=== CHALLENGE ===
Duplicate everything from the start of the lines down to the line containing "[(315, 158), (312, 158), (312, 167), (317, 167), (317, 159)]", including both ends.
----- SUPPLIED RECORDS
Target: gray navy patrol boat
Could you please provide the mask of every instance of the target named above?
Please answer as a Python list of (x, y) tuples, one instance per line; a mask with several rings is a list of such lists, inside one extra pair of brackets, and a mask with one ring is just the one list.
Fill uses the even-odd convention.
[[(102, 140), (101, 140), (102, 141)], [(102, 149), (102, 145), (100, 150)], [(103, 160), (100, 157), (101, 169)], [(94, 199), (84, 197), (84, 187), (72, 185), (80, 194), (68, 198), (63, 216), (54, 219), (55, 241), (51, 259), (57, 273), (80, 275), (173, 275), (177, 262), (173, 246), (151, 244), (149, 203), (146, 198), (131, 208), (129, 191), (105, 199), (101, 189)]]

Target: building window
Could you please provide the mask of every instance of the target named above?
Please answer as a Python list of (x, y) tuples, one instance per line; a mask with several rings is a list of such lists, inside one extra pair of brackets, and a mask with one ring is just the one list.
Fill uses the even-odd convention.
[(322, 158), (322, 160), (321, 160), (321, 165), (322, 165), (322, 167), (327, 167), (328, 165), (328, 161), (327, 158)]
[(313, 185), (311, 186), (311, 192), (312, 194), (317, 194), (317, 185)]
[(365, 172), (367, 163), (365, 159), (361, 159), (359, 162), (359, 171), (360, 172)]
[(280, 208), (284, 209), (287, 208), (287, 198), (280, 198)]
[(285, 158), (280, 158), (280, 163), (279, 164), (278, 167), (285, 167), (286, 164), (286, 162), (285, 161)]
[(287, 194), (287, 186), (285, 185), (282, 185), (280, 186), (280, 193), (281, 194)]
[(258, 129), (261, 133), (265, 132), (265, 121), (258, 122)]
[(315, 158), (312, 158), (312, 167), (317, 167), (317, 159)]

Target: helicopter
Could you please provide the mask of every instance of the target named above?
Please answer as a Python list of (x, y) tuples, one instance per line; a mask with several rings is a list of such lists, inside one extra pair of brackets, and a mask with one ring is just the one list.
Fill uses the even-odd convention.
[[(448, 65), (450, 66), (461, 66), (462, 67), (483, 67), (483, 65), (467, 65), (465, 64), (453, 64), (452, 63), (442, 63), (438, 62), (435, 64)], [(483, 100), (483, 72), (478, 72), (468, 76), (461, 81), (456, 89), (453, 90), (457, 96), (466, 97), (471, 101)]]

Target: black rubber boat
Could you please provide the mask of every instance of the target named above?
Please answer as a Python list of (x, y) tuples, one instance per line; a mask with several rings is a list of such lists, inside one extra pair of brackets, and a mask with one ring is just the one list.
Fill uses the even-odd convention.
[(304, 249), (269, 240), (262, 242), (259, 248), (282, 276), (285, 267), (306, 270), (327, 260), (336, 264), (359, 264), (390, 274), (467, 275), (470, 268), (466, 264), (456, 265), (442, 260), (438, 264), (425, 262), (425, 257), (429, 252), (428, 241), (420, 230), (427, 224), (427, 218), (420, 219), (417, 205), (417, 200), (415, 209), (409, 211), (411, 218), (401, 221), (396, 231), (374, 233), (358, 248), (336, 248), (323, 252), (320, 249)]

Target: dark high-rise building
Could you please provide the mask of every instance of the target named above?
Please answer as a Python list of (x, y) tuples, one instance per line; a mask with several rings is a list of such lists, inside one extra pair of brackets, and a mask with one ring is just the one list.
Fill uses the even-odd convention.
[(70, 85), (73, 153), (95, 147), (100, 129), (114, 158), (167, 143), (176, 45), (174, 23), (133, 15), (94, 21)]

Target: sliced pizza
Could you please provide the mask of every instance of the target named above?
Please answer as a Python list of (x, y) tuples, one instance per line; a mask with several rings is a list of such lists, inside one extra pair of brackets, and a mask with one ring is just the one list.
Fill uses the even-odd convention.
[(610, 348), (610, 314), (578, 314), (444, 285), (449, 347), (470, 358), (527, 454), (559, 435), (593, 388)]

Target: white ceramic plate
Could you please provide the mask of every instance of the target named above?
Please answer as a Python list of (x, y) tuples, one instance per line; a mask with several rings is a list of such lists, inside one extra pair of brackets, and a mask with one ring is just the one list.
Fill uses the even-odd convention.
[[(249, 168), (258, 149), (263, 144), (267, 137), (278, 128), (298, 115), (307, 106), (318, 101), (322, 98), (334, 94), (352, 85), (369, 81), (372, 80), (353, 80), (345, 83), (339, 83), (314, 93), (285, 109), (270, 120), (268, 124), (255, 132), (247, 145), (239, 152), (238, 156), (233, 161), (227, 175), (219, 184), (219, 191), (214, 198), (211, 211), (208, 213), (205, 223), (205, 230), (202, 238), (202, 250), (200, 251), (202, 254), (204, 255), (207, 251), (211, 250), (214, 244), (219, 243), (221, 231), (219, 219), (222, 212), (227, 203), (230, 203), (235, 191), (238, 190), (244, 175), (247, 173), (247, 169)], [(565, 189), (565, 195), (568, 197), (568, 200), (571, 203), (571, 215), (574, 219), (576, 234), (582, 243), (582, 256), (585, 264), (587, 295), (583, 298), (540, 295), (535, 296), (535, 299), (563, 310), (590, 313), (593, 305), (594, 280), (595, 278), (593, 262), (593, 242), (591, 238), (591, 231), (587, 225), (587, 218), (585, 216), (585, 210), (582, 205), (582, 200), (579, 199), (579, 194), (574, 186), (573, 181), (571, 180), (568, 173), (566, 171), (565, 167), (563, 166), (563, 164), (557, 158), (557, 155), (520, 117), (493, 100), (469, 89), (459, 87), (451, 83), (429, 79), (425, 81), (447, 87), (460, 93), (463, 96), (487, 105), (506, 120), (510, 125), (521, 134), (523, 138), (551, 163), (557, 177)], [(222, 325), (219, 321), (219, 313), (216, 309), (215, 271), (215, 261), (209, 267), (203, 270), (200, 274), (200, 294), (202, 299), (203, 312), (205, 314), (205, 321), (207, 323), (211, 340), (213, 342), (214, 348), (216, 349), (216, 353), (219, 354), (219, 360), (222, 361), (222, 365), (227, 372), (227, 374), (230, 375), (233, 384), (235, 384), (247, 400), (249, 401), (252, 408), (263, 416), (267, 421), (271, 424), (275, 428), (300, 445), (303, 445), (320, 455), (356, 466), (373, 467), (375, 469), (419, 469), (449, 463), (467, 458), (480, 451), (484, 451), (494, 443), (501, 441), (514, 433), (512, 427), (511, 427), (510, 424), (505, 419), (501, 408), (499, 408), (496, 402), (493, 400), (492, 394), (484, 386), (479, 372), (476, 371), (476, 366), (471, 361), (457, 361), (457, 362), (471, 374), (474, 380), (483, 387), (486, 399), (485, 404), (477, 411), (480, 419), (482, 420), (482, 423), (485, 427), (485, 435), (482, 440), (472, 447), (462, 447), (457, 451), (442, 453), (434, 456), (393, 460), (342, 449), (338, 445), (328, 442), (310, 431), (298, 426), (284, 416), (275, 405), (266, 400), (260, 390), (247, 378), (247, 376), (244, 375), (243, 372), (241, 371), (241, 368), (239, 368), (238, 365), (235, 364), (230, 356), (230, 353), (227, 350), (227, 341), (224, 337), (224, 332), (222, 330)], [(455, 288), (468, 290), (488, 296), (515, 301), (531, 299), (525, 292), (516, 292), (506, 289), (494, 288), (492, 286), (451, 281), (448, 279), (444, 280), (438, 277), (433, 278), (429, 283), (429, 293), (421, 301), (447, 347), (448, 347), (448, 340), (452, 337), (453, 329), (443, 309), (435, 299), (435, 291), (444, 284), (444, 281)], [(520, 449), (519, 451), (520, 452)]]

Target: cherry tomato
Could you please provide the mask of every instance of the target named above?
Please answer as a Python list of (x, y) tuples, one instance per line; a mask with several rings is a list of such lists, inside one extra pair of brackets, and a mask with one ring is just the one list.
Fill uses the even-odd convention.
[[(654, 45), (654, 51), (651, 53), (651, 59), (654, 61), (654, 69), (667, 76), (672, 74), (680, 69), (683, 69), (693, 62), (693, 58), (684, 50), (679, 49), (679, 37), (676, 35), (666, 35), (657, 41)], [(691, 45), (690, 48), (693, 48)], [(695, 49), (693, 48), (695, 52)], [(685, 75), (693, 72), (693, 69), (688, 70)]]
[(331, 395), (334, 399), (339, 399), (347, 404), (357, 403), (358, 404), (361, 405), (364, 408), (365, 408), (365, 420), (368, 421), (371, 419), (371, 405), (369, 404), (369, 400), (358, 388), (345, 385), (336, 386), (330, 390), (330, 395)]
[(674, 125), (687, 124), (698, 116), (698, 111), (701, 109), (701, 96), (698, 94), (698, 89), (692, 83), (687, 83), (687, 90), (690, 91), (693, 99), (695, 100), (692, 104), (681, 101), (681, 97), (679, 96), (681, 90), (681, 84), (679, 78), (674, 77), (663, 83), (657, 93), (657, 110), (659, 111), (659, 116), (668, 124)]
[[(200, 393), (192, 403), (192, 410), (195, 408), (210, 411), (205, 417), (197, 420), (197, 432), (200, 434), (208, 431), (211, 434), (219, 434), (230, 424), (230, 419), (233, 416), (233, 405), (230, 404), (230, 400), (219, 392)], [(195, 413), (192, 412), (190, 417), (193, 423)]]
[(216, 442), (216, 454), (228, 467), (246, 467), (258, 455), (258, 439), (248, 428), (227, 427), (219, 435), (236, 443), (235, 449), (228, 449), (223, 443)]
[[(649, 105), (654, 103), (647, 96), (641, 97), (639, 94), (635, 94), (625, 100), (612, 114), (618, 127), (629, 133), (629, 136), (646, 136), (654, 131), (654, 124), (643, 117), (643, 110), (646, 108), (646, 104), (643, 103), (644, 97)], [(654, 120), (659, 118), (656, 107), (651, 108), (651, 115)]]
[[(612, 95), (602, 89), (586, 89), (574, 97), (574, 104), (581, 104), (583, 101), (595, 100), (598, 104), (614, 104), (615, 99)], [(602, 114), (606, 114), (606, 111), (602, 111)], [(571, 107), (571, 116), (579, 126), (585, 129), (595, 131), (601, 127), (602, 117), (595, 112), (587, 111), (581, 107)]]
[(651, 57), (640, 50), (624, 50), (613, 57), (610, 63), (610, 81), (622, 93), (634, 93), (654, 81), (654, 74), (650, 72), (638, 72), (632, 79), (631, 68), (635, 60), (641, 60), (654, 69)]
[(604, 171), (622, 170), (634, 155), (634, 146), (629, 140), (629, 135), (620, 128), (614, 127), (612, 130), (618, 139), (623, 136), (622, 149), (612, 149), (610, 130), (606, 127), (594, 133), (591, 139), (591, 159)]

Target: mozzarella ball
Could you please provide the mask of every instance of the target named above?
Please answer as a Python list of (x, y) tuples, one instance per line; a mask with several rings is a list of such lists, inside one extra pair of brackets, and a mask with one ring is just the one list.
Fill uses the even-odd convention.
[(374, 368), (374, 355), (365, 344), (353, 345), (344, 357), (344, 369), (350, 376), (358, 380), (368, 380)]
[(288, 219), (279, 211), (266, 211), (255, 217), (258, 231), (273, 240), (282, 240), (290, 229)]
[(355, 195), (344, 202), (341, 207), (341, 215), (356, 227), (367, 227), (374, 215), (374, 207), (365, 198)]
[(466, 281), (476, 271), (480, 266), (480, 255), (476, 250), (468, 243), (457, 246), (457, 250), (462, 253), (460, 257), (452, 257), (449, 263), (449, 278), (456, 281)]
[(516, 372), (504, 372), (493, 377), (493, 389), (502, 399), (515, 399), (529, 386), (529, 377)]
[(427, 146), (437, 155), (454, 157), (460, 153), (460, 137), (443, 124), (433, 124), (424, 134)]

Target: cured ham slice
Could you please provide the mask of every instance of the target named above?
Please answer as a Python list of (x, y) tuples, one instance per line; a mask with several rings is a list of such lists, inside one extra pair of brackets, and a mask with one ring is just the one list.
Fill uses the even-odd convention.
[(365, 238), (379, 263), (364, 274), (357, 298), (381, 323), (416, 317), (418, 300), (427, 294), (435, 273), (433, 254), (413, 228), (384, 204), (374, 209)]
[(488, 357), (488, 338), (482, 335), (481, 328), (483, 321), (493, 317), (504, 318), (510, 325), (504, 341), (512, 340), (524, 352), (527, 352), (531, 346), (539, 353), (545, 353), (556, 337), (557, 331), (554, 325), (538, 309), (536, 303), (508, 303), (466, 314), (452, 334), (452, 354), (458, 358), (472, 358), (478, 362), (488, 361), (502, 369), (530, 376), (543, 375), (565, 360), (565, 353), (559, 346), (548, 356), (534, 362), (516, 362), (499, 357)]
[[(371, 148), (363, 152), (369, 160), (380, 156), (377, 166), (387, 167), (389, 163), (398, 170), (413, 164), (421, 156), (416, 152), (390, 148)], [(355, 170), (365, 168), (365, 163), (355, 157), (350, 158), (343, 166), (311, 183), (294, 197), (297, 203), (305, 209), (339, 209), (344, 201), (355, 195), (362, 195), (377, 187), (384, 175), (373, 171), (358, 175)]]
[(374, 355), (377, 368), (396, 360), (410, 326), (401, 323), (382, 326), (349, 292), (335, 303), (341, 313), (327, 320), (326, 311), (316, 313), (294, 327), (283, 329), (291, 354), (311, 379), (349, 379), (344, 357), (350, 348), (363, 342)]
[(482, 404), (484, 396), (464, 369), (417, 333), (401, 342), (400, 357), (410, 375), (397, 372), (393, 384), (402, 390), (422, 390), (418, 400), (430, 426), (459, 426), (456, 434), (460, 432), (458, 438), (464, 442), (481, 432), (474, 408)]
----------
=== RESPONSE TO THIS TASK ===
Target: gray navy patrol boat
Could you please provide the mask of every instance of the target named above?
Please answer as a Python list of (x, y) tuples, one instance per line; a mask with several rings is a list of such lists, inside one extra pair of brackets, and a mask with one ring is just the one list.
Fill uses the even-odd convention.
[[(102, 140), (101, 140), (102, 141)], [(102, 149), (102, 145), (100, 150)], [(103, 160), (100, 157), (101, 169)], [(94, 199), (84, 197), (84, 187), (72, 185), (80, 194), (68, 198), (63, 216), (54, 219), (55, 241), (51, 259), (57, 273), (80, 275), (173, 275), (177, 262), (173, 246), (151, 244), (149, 203), (146, 198), (131, 208), (129, 191), (105, 199), (101, 189)]]

Target: building window
Could you please provide the mask of every instance of the target named above?
Please answer as a Python list of (x, y) tuples, one instance per line; a mask with several rings is a list of such lists, inside one extra pair of brackets, and a mask with one ring is just the one list.
Fill uses the even-odd convention.
[(322, 158), (322, 160), (321, 160), (321, 165), (322, 165), (322, 167), (327, 167), (328, 165), (328, 161), (327, 158)]
[(313, 185), (311, 186), (311, 192), (312, 194), (317, 194), (317, 185)]
[(365, 172), (367, 163), (365, 159), (361, 159), (359, 162), (359, 171), (360, 172)]
[(280, 208), (284, 209), (287, 208), (287, 198), (280, 198)]
[(285, 158), (280, 158), (280, 163), (279, 164), (278, 167), (285, 167), (286, 164), (286, 162), (285, 161)]
[(287, 194), (287, 186), (285, 185), (282, 185), (280, 186), (280, 193), (281, 194)]
[(258, 129), (261, 133), (265, 132), (265, 121), (258, 122)]
[(315, 158), (312, 158), (312, 167), (317, 167), (317, 159)]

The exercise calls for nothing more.